_Problem to work on_:
From the dog-safety text below, list every item it gives as an example of a choking hazard.

_Extract provided_:

Pets love to chew and eat anything that looks interesting. Dogs are surprisingly adept at opening cupboard doors and drawers. Once your pet gains access to these areas, he could consume a variety of food, medications, or cleaning supplies that are poisonous to him.

Keep dangerous items in areas that your pet cannot reach, even if means adapting child-proof locks on your cabinets.

A dog has a "superhuman" sense of smell and uses it to see their world. Many dogs show an avid interest in kitchen garbage, and who could blame them? It's full of enticing food scraps along with plenty of bacteria and toxin-producing molds from spoiled foods.

Wastepaper baskets in your bathroom can also draw attention to your curious canine and often contain hazards like razor blades, dental floss, and expired medications.

Many indoor and outdoor plants can make your dog very sick. Check the ASPCA website (aspca.org) to find out which plants can be toxic.

Remove dangerous food that will make your dog ill from low counters or tables. Many types of "people food" can be deadly to your pet. Onions, grapes, and chocolate are just a few poisonous foods that can potentially harm your dog.

Look around your home for items that could be a choking hazard. Anything small enough for your pup to chew up and swallow like shoelaces, socks, children's toys and sewing supplies.

One of the best things you can do for your pet is to give him time outdoors. But before he heads out to play in your fenced yard, however, you should make sure that it, too, is a safe place for your four-legged companion.

Make sure your fence structure is secure by checking for loose areas around it that your dog could sneak through, or get hurt by jagged edges.

It is very important to keep an eye on your pet when he spends time outdoors. Certain breeds are known for digging under or climbing over fences. No matter what type of fence you use, make sure that your pet always has some form of identification in case he does get out of the yard. Look around the yard for anything that might entice your furry pal. If your dog is a "chewer," be sure to keep your garden hose out of the way. Check for harmful plants. Depending on the season, keep your dog warm or cool enough when outside.

If your dog has access to the garage, make sure any dangerous equipment is put away safely. Don't let your pet come in contact with hazardous chemicals such as insecticides or antifreeze. Keep these kinds of materials locked up in storage areas.

_Exercise data_:

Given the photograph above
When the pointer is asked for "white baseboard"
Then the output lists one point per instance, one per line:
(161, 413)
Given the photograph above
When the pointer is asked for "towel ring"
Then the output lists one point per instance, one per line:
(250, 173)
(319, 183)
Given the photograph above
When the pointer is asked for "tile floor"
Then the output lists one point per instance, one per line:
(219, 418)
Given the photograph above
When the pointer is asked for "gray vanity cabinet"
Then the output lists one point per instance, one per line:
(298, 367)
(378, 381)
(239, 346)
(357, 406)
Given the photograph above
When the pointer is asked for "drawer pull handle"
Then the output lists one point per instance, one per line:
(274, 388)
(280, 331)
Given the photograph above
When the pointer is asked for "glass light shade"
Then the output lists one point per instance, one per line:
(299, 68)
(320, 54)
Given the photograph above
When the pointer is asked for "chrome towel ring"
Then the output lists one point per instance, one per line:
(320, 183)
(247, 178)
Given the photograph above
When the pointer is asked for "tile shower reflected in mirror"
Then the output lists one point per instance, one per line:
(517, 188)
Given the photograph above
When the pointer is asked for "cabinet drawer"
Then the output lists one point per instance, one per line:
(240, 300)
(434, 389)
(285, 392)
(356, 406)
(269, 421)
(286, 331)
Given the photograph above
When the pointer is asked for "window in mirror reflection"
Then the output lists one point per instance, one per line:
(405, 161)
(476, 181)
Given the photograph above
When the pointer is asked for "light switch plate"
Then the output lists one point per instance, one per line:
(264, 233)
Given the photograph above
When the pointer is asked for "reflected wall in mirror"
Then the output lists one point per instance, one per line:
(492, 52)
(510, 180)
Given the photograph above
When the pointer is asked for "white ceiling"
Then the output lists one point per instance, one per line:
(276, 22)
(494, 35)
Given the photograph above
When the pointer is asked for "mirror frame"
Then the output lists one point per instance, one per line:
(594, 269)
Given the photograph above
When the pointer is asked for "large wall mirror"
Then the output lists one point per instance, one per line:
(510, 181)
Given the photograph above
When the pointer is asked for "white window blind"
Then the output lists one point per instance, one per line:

_Task output_:
- Shoelaces
- Socks
- Children's toys
- Sewing supplies